Reading passage:

-------

Should the data set be centered before subjecting it to refine2d.py?
No. The only impact centering will have is on the quality of the 'bootstrap' averages (iter.1.img). If they are roughly centered, the impact will be negligible. Even if there is impact on the first set of averages, after a few iterations, this would be eliminated. So, basically, no, they don't need to be precentered, and it's possible (depending on the precentering method) that precentering would actually have a negative effect.
In my case the results of refine2d.py (iter.final.img) has many averages in it that are definitely off center. Does this matter?
While it doesn't really 'matter', it shouldn't be happening, as there is a centering procedure as part of the iterative refinement loop. There are two possible problems here. First, are you using EMAN 1.8 or newer ? One of the major improvements in EMAN 1.8 was a more robust refine2d.py. Second, if your images are negative (ie protein appears black rather than white), the centering routine may not work properly. If neither of these issues is happening in your case, I may need to see the results to identify the problem.
In retrospect I was using EMAN 1.7. I updated to 1.8 and have since not had the same problem.
I have had a similar problem. It only occurs with one of two similar data sets, and I am using v1.8 (although typing 'refine2d.py --version' gives EMAN2 v1.9). Some of the iter.# and iter.final classes are very badly off centre. Both data sets were roughly centred first (using alignment to rot-av total sums in IMAGIC). Do you think it is affecting the alignment, and if so, do you have any suggestions to counter this?

-------

Raw data:
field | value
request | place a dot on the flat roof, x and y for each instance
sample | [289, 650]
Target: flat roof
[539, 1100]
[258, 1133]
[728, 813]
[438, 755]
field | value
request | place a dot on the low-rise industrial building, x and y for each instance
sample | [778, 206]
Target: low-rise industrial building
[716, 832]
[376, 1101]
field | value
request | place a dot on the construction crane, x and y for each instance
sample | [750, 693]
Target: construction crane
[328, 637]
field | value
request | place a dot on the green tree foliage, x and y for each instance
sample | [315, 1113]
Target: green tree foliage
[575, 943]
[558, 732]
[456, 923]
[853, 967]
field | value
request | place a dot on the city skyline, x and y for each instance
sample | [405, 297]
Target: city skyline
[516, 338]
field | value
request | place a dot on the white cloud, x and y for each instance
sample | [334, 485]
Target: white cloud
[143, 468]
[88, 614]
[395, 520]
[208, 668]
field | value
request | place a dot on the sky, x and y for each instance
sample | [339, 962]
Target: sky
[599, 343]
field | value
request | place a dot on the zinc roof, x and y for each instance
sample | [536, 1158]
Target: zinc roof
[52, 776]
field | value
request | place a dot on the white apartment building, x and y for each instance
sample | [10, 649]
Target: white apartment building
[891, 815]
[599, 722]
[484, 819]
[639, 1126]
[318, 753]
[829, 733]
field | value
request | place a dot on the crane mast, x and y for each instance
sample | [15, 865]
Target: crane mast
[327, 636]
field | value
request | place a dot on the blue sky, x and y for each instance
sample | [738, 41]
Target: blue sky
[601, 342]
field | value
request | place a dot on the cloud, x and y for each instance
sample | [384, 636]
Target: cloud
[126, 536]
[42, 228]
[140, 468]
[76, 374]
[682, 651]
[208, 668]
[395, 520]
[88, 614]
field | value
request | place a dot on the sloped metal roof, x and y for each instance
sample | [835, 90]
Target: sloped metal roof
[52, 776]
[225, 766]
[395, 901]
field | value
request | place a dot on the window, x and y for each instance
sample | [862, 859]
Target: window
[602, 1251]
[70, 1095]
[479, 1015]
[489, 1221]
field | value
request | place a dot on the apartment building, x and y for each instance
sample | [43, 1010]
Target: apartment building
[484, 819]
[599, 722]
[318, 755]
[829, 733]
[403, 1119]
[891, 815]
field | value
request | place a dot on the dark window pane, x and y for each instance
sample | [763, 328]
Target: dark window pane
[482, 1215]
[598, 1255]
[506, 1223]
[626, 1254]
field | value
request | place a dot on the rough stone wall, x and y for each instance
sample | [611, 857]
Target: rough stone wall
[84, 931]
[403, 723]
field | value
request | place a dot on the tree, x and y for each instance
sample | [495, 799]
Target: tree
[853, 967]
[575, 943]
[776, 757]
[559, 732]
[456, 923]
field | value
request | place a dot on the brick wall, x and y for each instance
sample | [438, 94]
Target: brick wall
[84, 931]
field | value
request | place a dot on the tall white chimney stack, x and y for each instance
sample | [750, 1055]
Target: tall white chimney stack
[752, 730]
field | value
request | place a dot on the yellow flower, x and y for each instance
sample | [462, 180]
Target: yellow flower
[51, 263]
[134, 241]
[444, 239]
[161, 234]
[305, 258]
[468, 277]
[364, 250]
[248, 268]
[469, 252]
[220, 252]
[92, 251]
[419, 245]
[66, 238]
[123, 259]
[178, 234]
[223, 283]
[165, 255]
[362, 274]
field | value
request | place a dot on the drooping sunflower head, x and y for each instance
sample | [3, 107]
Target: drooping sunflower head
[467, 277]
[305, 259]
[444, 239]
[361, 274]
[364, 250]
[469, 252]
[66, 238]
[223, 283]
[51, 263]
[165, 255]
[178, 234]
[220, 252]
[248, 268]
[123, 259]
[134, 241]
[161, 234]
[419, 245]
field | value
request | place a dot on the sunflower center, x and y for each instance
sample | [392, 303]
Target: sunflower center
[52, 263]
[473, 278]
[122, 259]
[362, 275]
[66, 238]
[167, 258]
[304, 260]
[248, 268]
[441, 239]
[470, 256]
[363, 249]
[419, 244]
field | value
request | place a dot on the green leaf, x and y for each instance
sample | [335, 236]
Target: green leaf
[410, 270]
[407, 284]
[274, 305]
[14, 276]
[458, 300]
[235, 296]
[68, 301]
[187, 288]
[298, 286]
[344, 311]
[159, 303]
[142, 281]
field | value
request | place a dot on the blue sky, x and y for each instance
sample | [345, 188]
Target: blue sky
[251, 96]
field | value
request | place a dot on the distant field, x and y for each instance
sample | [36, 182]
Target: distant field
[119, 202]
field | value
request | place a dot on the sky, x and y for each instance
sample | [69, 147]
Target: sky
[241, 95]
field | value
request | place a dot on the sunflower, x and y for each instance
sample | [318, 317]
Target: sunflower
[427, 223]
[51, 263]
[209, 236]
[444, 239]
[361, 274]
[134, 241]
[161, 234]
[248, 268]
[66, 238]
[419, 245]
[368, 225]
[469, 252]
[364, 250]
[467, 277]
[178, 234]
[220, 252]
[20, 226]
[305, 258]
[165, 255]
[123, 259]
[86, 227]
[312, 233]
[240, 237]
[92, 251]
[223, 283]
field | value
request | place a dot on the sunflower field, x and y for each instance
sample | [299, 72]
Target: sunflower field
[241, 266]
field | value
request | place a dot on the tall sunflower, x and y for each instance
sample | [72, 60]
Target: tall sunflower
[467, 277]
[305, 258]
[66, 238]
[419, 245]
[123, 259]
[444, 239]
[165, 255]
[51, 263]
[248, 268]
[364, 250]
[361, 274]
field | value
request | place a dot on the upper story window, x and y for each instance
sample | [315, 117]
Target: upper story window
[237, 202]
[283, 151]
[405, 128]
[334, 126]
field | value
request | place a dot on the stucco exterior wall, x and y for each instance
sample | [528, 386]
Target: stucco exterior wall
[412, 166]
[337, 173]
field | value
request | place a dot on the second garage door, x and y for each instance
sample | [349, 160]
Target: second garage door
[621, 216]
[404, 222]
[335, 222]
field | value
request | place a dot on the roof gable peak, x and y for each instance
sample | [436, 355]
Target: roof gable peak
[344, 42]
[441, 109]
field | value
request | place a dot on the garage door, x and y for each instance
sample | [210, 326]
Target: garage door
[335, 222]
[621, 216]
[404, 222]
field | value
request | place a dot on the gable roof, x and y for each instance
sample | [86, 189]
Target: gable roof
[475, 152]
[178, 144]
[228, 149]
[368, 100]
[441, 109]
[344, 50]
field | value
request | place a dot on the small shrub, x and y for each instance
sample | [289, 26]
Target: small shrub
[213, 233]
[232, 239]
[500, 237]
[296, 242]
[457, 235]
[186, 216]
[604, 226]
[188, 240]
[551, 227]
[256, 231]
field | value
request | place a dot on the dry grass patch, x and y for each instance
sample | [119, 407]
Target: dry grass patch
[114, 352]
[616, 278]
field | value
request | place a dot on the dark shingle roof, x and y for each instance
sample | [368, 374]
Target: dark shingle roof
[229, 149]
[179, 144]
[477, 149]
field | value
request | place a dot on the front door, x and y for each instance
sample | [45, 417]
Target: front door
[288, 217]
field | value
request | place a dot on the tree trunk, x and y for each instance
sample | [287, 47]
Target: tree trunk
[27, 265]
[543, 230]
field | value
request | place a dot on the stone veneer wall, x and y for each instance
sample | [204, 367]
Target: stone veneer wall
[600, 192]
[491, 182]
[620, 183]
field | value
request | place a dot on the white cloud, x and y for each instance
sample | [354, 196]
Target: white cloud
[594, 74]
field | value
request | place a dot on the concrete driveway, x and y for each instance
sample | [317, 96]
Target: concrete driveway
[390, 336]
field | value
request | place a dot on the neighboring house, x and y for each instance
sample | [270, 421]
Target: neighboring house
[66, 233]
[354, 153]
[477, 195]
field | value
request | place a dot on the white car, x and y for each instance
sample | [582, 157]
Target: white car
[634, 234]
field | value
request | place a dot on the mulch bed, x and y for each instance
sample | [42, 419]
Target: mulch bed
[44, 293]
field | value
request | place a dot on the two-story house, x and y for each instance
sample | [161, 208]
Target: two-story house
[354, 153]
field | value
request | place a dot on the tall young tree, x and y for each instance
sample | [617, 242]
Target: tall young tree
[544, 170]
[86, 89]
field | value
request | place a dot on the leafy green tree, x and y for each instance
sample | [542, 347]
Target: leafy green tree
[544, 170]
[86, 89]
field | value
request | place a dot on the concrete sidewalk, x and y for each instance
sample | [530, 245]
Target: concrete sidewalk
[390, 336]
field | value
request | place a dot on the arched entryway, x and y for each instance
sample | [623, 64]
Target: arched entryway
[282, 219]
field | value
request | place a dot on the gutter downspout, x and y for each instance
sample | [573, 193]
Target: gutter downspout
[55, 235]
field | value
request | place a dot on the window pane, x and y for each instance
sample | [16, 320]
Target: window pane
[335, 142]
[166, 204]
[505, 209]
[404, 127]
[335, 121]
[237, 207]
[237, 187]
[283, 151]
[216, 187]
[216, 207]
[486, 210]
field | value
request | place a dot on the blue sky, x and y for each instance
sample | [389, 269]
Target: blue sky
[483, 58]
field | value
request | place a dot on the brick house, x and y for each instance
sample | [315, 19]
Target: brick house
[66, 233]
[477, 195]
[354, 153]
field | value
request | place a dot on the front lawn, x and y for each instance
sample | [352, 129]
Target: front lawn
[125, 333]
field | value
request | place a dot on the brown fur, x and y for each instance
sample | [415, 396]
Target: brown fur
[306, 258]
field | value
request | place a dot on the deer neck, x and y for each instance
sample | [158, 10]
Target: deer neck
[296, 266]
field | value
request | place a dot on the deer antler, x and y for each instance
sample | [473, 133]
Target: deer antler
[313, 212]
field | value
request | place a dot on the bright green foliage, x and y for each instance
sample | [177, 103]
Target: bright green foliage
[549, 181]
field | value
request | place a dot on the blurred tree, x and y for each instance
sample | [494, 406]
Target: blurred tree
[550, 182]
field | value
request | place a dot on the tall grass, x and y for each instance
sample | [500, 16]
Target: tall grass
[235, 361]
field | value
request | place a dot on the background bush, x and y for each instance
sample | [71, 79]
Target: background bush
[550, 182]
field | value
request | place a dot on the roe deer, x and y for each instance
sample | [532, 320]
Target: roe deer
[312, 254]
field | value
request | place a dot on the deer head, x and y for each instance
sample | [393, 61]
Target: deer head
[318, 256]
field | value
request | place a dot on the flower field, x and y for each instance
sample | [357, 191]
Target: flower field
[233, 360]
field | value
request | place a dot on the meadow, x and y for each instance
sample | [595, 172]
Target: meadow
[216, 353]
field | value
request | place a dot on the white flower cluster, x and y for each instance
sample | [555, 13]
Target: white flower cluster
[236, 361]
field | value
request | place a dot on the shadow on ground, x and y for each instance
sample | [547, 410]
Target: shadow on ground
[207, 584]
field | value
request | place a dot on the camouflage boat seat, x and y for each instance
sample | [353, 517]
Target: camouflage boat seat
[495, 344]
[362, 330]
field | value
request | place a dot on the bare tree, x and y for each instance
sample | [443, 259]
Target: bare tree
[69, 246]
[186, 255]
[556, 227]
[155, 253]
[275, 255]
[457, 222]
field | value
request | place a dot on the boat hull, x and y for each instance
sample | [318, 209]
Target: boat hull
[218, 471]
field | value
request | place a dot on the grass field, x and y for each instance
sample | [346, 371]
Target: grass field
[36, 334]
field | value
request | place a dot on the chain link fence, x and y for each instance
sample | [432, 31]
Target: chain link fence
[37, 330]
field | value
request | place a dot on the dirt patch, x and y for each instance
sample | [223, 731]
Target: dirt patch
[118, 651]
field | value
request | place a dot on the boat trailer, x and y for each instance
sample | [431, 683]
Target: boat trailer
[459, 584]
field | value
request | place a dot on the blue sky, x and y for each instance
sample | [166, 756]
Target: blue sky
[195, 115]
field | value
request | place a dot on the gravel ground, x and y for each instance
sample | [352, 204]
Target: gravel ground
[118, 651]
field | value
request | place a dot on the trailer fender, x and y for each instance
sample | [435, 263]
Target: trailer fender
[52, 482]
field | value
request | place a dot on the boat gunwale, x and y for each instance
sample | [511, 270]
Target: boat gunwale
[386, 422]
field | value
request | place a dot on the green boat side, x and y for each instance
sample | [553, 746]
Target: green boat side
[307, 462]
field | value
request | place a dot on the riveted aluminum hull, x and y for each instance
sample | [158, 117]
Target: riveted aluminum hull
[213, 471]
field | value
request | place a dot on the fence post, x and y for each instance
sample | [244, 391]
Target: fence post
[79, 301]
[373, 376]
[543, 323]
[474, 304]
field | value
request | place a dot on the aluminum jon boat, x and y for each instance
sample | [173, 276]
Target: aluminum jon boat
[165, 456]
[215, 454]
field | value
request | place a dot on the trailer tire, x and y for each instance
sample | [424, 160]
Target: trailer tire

-------

Problem requirements: Transcribe the forum thread on centering data for refine2d.py word for word, from "In retrospect I" up to and including "to counter this?".

Your solution:
In retrospect I was using EMAN 1.7. I updated to 1.8 and have since not had the same problem.
I have had a similar problem. It only occurs with one of two similar data sets, and I am using v1.8 (although typing 'refine2d.py --version' gives EMAN2 v1.9). Some of the iter.# and iter.final classes are very badly off centre. Both data sets were roughly centred first (using alignment to rot-av total sums in IMAGIC). Do you think it is affecting the alignment, and if so, do you have any suggestions to counter this?